待读文本:
********
- FlatMap
import org.apache.flink.api.scala.{ExecutionEnvironment, _}
object FlatMapFunction01 {
def main(args: Array[String]): Unit = {
val env = ExecutionEnvironment.getExecutionEnvironment
env.getConfig.disableSysoutLogging()
//创建模拟测试数据
val text = env.fromElements("flink hadoop", "spark hive")
//使用flatMap来进行数据的切割,将每次的数据都作用于该function
val text2 = text.flatMap(_.split("\\s+"))
text2.print()
}
}
- Map
import org.apache.flink.api.scala.{ExecutionEnvironment, _}
object MapFunction01 {
def main(args: Array[String]): Unit = {
//创建运行时环境
val env = ExecutionEnvironment.getExecutionEnvironment
env.getConfig.disableSysoutLogging()
//创建模拟测试数据
val text = env.fromElements("flink hadoop", "spark hive").flatMap(_.split("\\s+"))
//转换为大写,并计算其长度
val res1 = text.map(str => (str.toUpperCase(), str.trim.length))
res1.print()
//使用case class
val res2 = text.map(line => LineCount(line.toUpperCase(), line.length))
res2.print()
}
}
case class LineCount(line: String, count: Int) {
override def toString: String = line + " " + count
}
- MapPartition
import java.lang
import org.apache.flink.api.common.functions.MapPartitionFunction
import org.apache.flink.api.scala.{ExecutionEnvironment, _}
import org.apache.flink.util.Collector
object MapPartitionFunction01 {
def main(args: Array[String]): Unit = {
//创建运行时环境
val env = ExecutionEnvironment.getExecutionEnvironment
env.getConfig.disableSysoutLogging()
//创建模拟测试数据
val text = env.fromElements("flink hadoop", "spark hive").flatMap(_.split("\\s+"))
//以partition为粒度进行count计算
//将mapPartition中的方法安装partition作用于DataSet,产生另一个DataSet
//比较适合没有分组的数据,如果是需要转换单个的元素,更适合用map方法
//MapPartitionFunction[String, Long] String为输入元素的类型,Long为返回元素的类型,因为是计数,所以是Long
val text2 = text.mapPartition(new MapPartitionFunction[String, Long]() {
override def mapPartition(iterable: lang.Iterable[String], collector: Collector[Long]): Unit = {
var count = 0
val iterator = iterable.iterator()
while (iterator.hasNext) {
iterator.next()
count += 1
}
collector.collect(count)
}
})
text2.print()
//全体数据加上一个前缀
val text3 = text.mapPartition(new MapPartitionFunction[String, String] {
override def mapPartition(values: lang.Iterable[String], out: Collector[String]): Unit = {
val iterator = values.iterator()
while (iterator.hasNext) {
var str = iterator.next()
str = "prefix-" + str
out.collect(str)
}
}
})
text3.print()
}
}
- Reduce
import org.apache.flink.api.common.functions.ReduceFunction
import org.apache.flink.api.scala._
import org.apache.flink.api.scala.ExecutionEnvironment
object ReduceFunction01 {
def main(args: Array[String]): Unit = {
//创建运行时环境
val env = ExecutionEnvironment.getExecutionEnvironment
env.getConfig.disableSysoutLogging()
********
可用记录:

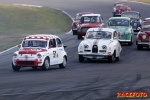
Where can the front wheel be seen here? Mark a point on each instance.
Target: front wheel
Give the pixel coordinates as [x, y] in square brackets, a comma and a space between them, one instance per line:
[139, 47]
[81, 58]
[46, 64]
[64, 63]
[112, 58]
[15, 68]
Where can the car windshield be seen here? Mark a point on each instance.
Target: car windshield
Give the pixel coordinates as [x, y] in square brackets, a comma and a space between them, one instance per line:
[98, 35]
[90, 19]
[118, 22]
[121, 5]
[130, 15]
[146, 27]
[34, 43]
[78, 17]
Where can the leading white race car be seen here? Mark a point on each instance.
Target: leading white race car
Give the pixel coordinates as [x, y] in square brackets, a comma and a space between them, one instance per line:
[100, 43]
[40, 51]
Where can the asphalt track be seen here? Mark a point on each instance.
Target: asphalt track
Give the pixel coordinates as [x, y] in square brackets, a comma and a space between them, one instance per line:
[79, 81]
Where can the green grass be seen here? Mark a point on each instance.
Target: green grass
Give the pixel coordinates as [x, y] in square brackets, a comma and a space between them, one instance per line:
[17, 21]
[145, 1]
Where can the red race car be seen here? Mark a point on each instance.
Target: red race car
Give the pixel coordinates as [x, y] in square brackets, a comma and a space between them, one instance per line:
[120, 7]
[88, 21]
[143, 37]
[76, 20]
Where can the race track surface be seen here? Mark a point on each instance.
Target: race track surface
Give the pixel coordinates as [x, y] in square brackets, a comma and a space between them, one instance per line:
[79, 81]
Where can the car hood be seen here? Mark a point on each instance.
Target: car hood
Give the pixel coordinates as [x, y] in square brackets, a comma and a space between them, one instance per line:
[31, 50]
[90, 25]
[98, 42]
[120, 29]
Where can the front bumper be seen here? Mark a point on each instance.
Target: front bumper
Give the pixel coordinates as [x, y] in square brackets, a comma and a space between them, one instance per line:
[27, 63]
[96, 56]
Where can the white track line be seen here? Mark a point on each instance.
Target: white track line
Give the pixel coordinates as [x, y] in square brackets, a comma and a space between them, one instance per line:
[39, 7]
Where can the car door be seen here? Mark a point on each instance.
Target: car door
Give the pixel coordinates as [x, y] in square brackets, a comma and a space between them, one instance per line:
[52, 49]
[60, 48]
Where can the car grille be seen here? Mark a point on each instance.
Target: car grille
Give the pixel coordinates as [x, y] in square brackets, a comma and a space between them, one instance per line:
[84, 30]
[95, 49]
[25, 62]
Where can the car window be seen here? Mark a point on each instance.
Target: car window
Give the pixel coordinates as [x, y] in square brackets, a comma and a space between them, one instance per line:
[118, 22]
[52, 43]
[59, 44]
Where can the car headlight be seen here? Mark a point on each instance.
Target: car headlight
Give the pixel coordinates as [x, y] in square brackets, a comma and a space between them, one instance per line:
[104, 47]
[15, 55]
[39, 55]
[86, 46]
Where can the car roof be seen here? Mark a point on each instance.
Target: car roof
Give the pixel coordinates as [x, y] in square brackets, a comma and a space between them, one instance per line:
[82, 13]
[119, 18]
[101, 29]
[120, 2]
[130, 12]
[41, 36]
[92, 15]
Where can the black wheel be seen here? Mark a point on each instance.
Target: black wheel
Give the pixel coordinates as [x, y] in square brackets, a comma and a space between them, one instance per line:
[118, 58]
[79, 37]
[64, 63]
[15, 68]
[34, 68]
[131, 42]
[74, 32]
[112, 58]
[139, 47]
[81, 58]
[46, 64]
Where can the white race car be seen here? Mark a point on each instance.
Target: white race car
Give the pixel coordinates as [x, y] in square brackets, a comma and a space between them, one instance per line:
[40, 51]
[100, 43]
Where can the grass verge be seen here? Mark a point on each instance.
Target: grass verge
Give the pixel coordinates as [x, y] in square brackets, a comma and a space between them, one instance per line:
[145, 1]
[17, 21]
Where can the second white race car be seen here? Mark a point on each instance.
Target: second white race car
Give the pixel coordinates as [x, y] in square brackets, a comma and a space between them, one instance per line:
[100, 43]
********
任务要求 1: 从上述记录中提取所有含有字符串“surface”的行，并逐行照原样抄录。
任务要求 2: 请从上文 Flink 算子示例代码的末尾处续写该示例代码。

预期输出 1:
Where can the race track surface be seen here? Mark a point on each instance.
Target: race track surface

预期输出 2:
//创建模拟测试数据
val text = env.fromElements("flink hadoop", "spark hive hadoop flink", "flink").flatMap(_.split("\\s+"))
//reduce()将输入的数据通过自定义的处理逻辑,返回一个结果
val text2 = text.reduce((str1, str2) => str1.concat(str2))
text2.print()
println("------------------------------------------------")
val text3 = text.reduce(new ReduceFunction[String]{
override def reduce(value1: String, value2: String): String = {
println("The first value to combine:" + value1)
println("The second value to combine:" + value2)
value1.concat(value2)
}
})
text3.print()
}
}
- ReduceGroup
import java.lang
import org.apache.flink.api.common.functions.GroupReduceFunction
import org.apache.flink.api.scala._
import org.apache.flink.api.scala.ExecutionEnvironment
import org.apache.flink.util.Collector
object ReduceGroupFunction01 {
def main(args: Array[String]): Unit = {
//创建运行时环境
val env = ExecutionEnvironment.getExecutionEnvironment
env.getConfig.disableSysoutLogging()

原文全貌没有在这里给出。